WHAT TO PRODUCE
Could you copy every line of the data that contains the word "each"?

═══ RECORDS FOR THIS EXERCISE

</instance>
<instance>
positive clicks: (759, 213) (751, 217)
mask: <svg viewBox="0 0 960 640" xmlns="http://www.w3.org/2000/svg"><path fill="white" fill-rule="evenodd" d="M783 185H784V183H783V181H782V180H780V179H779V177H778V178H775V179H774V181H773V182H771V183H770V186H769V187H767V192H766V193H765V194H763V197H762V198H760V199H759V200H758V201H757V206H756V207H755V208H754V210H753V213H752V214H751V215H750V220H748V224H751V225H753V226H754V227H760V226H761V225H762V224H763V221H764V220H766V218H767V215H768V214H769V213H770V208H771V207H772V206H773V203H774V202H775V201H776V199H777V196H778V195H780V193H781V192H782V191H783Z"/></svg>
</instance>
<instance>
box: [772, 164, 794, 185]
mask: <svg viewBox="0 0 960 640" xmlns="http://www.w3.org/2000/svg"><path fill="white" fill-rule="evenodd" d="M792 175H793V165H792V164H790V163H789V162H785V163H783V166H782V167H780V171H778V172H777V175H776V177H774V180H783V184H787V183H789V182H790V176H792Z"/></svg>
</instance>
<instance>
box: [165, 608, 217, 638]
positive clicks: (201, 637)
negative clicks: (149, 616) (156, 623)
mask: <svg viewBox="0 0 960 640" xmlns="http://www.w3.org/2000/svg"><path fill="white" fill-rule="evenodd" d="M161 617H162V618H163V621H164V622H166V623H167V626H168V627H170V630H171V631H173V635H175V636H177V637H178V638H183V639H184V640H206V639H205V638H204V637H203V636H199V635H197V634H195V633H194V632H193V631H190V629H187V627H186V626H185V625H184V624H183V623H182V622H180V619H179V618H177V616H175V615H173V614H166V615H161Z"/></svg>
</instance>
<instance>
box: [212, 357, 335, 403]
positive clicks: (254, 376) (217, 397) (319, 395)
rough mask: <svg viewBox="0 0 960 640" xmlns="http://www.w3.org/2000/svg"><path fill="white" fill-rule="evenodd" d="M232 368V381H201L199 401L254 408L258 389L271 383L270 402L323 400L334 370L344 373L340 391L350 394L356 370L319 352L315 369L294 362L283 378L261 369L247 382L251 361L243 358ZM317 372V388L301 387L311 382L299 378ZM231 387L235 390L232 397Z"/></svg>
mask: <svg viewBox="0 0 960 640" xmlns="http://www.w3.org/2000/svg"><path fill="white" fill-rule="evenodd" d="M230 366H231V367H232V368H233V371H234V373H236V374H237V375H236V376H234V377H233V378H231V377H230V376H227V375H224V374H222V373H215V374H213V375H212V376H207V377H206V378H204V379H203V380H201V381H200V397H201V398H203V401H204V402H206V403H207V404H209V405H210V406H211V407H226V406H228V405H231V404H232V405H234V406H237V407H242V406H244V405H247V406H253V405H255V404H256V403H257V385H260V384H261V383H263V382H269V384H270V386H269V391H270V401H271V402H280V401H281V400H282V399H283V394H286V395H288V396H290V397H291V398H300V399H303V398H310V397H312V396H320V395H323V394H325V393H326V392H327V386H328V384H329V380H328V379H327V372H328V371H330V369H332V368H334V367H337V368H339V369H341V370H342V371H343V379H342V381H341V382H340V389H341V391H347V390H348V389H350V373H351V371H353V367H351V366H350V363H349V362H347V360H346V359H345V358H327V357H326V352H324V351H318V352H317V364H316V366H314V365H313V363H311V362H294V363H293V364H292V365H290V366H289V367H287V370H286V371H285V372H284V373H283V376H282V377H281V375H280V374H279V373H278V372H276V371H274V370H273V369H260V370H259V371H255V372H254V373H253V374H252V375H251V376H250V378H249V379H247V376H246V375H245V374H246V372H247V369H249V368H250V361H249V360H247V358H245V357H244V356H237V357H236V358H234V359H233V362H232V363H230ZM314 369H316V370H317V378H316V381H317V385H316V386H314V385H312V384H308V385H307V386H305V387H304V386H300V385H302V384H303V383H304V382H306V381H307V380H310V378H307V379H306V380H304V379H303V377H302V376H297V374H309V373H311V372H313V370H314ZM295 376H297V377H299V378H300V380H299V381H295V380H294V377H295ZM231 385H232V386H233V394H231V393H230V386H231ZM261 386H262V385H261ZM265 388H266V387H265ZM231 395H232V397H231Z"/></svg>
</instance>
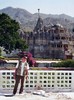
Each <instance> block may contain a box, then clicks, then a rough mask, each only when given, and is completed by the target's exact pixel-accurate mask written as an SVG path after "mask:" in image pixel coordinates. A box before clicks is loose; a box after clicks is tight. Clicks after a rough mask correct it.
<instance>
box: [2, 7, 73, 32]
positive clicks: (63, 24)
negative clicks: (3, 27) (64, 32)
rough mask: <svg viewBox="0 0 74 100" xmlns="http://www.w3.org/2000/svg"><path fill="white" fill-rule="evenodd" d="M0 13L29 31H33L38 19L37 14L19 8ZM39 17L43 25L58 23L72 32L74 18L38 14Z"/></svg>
mask: <svg viewBox="0 0 74 100" xmlns="http://www.w3.org/2000/svg"><path fill="white" fill-rule="evenodd" d="M0 13H6V14H8V15H9V16H10V17H11V18H13V19H15V20H16V21H18V22H19V23H20V25H21V27H22V28H24V29H26V28H27V29H30V30H33V29H34V27H35V25H36V22H37V19H38V13H35V14H32V13H30V12H28V11H27V10H25V9H20V8H12V7H7V8H4V9H1V10H0ZM40 17H41V18H42V19H43V21H44V25H50V24H56V23H59V24H62V25H63V26H64V27H66V28H68V29H70V30H72V28H73V26H74V17H71V16H68V15H66V14H60V15H57V14H56V15H53V14H42V13H40Z"/></svg>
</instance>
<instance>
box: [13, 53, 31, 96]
mask: <svg viewBox="0 0 74 100" xmlns="http://www.w3.org/2000/svg"><path fill="white" fill-rule="evenodd" d="M28 70H29V64H28V63H27V57H24V55H23V56H22V58H21V59H20V60H19V61H18V64H17V68H16V70H15V86H14V90H13V94H14V95H15V94H16V92H17V88H18V84H19V82H20V81H21V86H20V90H19V94H21V93H22V92H23V86H24V79H25V78H26V79H27V77H28Z"/></svg>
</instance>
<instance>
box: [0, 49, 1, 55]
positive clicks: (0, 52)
mask: <svg viewBox="0 0 74 100" xmlns="http://www.w3.org/2000/svg"><path fill="white" fill-rule="evenodd" d="M0 56H1V48H0Z"/></svg>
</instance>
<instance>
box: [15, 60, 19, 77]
mask: <svg viewBox="0 0 74 100" xmlns="http://www.w3.org/2000/svg"><path fill="white" fill-rule="evenodd" d="M18 66H19V61H18V62H17V65H16V68H15V72H14V79H16V74H17V69H18Z"/></svg>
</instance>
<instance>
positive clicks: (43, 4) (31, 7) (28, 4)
mask: <svg viewBox="0 0 74 100" xmlns="http://www.w3.org/2000/svg"><path fill="white" fill-rule="evenodd" d="M9 6H11V7H14V8H23V9H26V10H27V11H29V12H30V13H37V9H38V8H39V9H40V12H41V13H46V14H62V13H64V14H67V15H70V16H73V17H74V0H0V9H3V8H5V7H9Z"/></svg>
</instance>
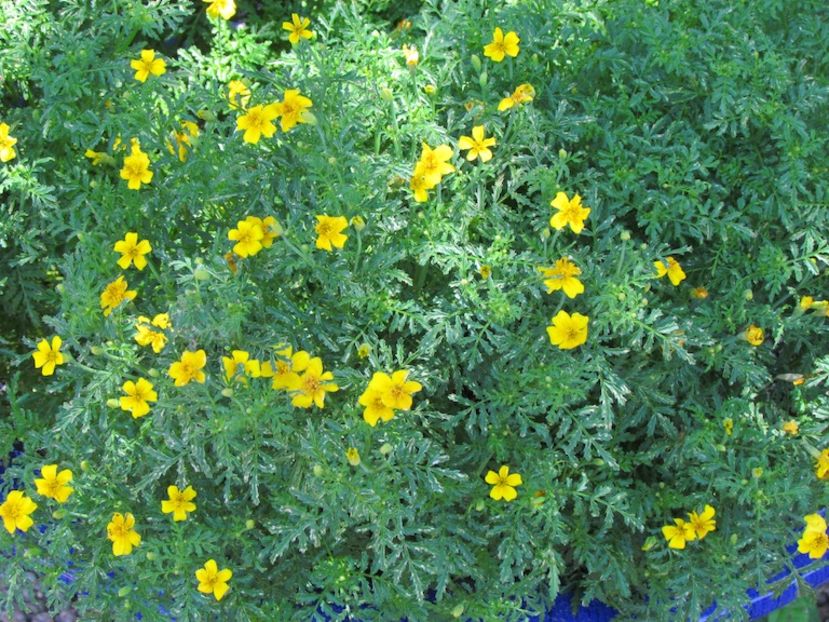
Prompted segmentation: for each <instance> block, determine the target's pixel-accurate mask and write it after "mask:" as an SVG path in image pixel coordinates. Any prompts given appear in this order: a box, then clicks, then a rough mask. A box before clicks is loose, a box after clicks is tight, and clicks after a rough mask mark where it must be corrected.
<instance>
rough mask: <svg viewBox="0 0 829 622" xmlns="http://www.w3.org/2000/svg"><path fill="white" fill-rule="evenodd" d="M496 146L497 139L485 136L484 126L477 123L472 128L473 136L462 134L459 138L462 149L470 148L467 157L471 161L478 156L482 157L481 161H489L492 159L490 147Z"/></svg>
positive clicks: (459, 147) (459, 145) (460, 146)
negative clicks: (462, 135)
mask: <svg viewBox="0 0 829 622" xmlns="http://www.w3.org/2000/svg"><path fill="white" fill-rule="evenodd" d="M494 146H495V139H494V138H492V137H490V138H485V137H484V126H483V125H476V126H475V127H473V128H472V136H471V137H470V136H461V137H460V138H459V139H458V147H459V148H460V149H461V150H465V149H468V150H469V153H467V154H466V159H467V160H468V161H470V162H472V160H474V159H475V158H477V157H480V158H481V162H489V161H490V160H491V159H492V151H491V150H490V149H489V148H490V147H494Z"/></svg>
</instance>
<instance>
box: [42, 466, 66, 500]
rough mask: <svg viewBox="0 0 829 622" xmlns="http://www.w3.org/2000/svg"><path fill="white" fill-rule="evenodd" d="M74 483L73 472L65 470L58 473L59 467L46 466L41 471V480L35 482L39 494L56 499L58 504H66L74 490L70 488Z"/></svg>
mask: <svg viewBox="0 0 829 622" xmlns="http://www.w3.org/2000/svg"><path fill="white" fill-rule="evenodd" d="M71 481H72V471H70V470H69V469H64V470H63V471H61V472H60V473H58V465H56V464H45V465H43V467H41V469H40V478H38V479H36V480H35V486H36V487H37V494H39V495H43V496H44V497H49V498H50V499H54V500H55V501H57V502H58V503H65V502H66V500H67V499H68V498H69V495H71V494H72V492H73V491H74V488H72V487H71V486H69V482H71Z"/></svg>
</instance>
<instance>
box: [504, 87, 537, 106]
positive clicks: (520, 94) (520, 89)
mask: <svg viewBox="0 0 829 622" xmlns="http://www.w3.org/2000/svg"><path fill="white" fill-rule="evenodd" d="M533 99H535V88H533V85H532V84H529V83H524V84H519V85H518V86H516V87H515V90H514V91H513V92H512V95H510V96H509V97H505V98H504V99H502V100H501V101H500V102H499V103H498V112H503V111H504V110H509V109H510V108H512V107H513V106H523V105H524V104H529V103H530V102H531V101H532V100H533Z"/></svg>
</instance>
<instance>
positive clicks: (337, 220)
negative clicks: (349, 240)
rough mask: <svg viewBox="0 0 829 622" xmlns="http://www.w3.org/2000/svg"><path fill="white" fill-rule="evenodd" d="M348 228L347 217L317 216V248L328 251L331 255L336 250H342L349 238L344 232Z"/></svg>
mask: <svg viewBox="0 0 829 622" xmlns="http://www.w3.org/2000/svg"><path fill="white" fill-rule="evenodd" d="M347 226H348V219H347V218H346V217H345V216H325V215H322V216H317V224H316V225H315V226H314V230H315V231H316V232H317V248H319V249H322V250H326V251H328V252H329V253H330V252H331V251H332V250H333V249H332V248H331V247H332V246H333V247H334V248H342V247H343V245H344V244H345V241H346V240H347V239H348V236H347V235H345V234H344V233H342V230H343V229H345V228H346V227H347Z"/></svg>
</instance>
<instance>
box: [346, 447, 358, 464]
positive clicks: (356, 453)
mask: <svg viewBox="0 0 829 622" xmlns="http://www.w3.org/2000/svg"><path fill="white" fill-rule="evenodd" d="M345 459H346V460H348V464H350V465H351V466H360V452H359V451H357V448H356V447H349V448H348V449H346V450H345Z"/></svg>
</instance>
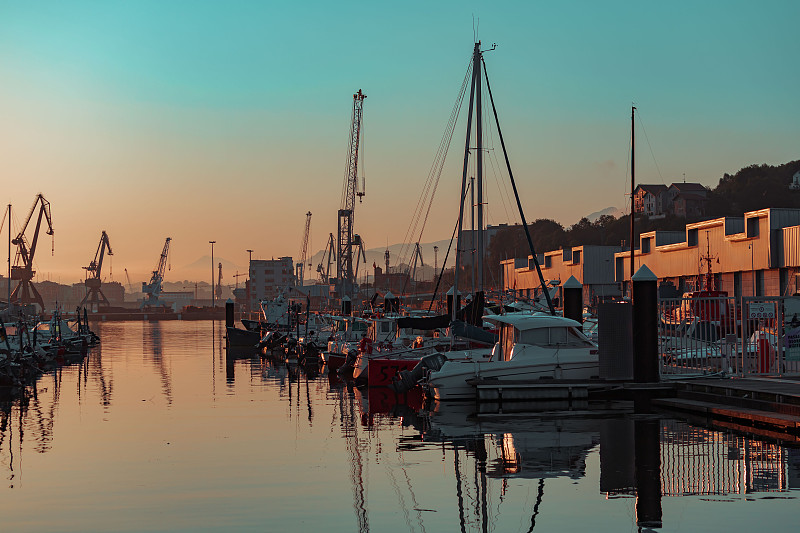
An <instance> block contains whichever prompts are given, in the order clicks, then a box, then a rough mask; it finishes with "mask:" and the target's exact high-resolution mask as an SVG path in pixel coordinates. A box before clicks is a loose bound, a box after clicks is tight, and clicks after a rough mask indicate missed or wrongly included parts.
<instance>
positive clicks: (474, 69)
mask: <svg viewBox="0 0 800 533" xmlns="http://www.w3.org/2000/svg"><path fill="white" fill-rule="evenodd" d="M480 44H481V43H480V42H478V44H477V45H476V46H475V55H474V57H473V63H472V70H473V72H474V73H475V141H476V142H477V145H476V150H477V152H476V154H475V155H476V156H477V159H476V165H477V177H478V180H477V187H478V191H477V193H478V246H477V252H475V253H476V254H477V257H476V259H477V261H478V290H479V291H480V292H483V109H482V108H481V51H480ZM473 192H474V191H473ZM473 239H474V233H473ZM473 243H474V241H473ZM472 268H473V269H474V268H475V265H474V263H473V267H472ZM473 292H475V291H474V289H473ZM473 298H474V295H473Z"/></svg>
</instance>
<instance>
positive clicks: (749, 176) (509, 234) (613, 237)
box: [488, 160, 800, 279]
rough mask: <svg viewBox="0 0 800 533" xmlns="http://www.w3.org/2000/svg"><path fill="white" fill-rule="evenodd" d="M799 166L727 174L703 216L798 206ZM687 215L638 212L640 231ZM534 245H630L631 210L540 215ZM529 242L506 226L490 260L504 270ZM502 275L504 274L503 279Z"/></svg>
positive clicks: (713, 192) (667, 229) (797, 161)
mask: <svg viewBox="0 0 800 533" xmlns="http://www.w3.org/2000/svg"><path fill="white" fill-rule="evenodd" d="M798 171H800V160H797V161H792V162H789V163H786V164H783V165H779V166H770V165H751V166H749V167H745V168H742V169H741V170H739V171H738V172H736V174H732V175H731V174H725V175H724V176H723V177H722V178H720V180H719V184H718V185H717V186H716V187H715V188H714V189H712V190H710V191H709V200H708V204H707V206H706V214H705V215H704V216H703V217H702V220H707V219H711V218H719V217H724V216H742V215H743V214H744V213H745V212H746V211H755V210H758V209H764V208H767V207H793V208H799V209H800V191H798V190H791V189H790V188H789V185H790V184H791V183H792V176H794V174H795V173H796V172H798ZM696 221H697V220H687V219H685V218H682V217H677V216H674V215H668V216H666V217H665V218H662V219H657V220H650V219H648V218H647V217H643V216H637V217H636V224H635V230H636V235H637V236H638V235H639V234H640V233H646V232H648V231H653V230H678V231H680V230H683V229H684V227H685V225H686V224H687V223H689V222H696ZM528 227H529V228H530V233H531V238H532V240H533V245H534V247H535V249H536V251H537V252H539V253H541V252H547V251H551V250H558V249H560V248H565V247H570V246H581V245H606V246H627V242H628V240H629V239H630V215H624V216H621V217H619V218H615V217H613V216H611V215H603V216H601V217H599V218H598V219H597V220H596V221H594V222H590V221H589V219H588V218H586V217H584V218H581V219H580V220H579V221H578V222H576V223H575V224H573V225H571V226H569V227H566V228H565V227H564V226H562V225H561V224H559V223H558V222H556V221H554V220H550V219H538V220H535V221H534V222H533V223H531V224H529V225H528ZM529 253H530V252H529V246H528V242H527V239H526V238H525V232H524V231H523V229H522V226H520V225H516V226H508V227H506V228H503V229H501V230H500V231H498V233H497V234H496V235H495V237H494V238H493V239H492V242H491V243H490V244H489V246H488V255H489V257H488V260H489V264H490V265H492V268H498V269H499V263H500V261H501V260H504V259H510V258H513V257H526V256H527V255H529ZM498 279H499V278H498Z"/></svg>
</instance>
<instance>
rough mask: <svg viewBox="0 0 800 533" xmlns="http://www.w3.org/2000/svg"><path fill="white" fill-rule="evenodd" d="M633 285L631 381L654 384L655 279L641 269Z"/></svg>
mask: <svg viewBox="0 0 800 533" xmlns="http://www.w3.org/2000/svg"><path fill="white" fill-rule="evenodd" d="M631 282H632V285H633V293H632V294H633V380H634V381H635V382H637V383H655V382H657V381H658V380H659V368H658V366H659V365H658V363H659V361H658V278H657V277H656V275H655V274H653V271H652V270H650V269H649V268H647V265H642V266H641V268H639V270H637V271H636V274H634V275H633V277H632V278H631Z"/></svg>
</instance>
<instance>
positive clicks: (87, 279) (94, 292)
mask: <svg viewBox="0 0 800 533" xmlns="http://www.w3.org/2000/svg"><path fill="white" fill-rule="evenodd" d="M106 250H108V255H114V252H113V251H111V243H110V242H109V240H108V234H107V233H106V232H105V231H103V233H101V234H100V244H98V245H97V251H96V252H95V253H94V259H93V260H92V262H91V263H89V266H88V267H83V269H84V270H86V280H84V284H86V288H87V289H88V291H87V292H86V296H84V297H83V300H81V303H80V305H79V307H83V306H84V305H87V304H88V305H89V306H90V307H91V308H92V309H95V308H97V307H100V306H103V307H108V306H109V305H110V304H109V303H108V298H106V295H105V294H103V291H102V290H101V289H100V286H101V285H102V283H103V279H102V277H101V276H100V274H101V272H102V270H103V257H104V256H105V254H106ZM127 272H128V271H127V270H126V271H125V273H126V275H127Z"/></svg>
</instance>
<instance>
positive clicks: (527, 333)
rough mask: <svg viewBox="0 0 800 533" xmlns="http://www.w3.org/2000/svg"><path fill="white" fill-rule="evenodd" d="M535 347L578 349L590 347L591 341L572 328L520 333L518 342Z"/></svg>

══════

OUTPUT
Each <instance> block may contain a box, then clicks, then a rough mask, each only when given, and is completed by the target's exact pixel-accurate mask written as an SVG path after "mask:" in image pixel coordinates. A box before clicks is loose; a box after clicks is tight. Clicks after a rough mask correct it.
Prompted segmentation: for each <instance> block, determine the target's pixel-accurate mask and write it after "mask:" as an SVG path in image pixel coordinates. Any prompts given appear in this order: a box, then clicks, then a rough mask. A box before clicks is loose, a box after clicks is tight, and clicks after a rough mask mark where it must be corrected.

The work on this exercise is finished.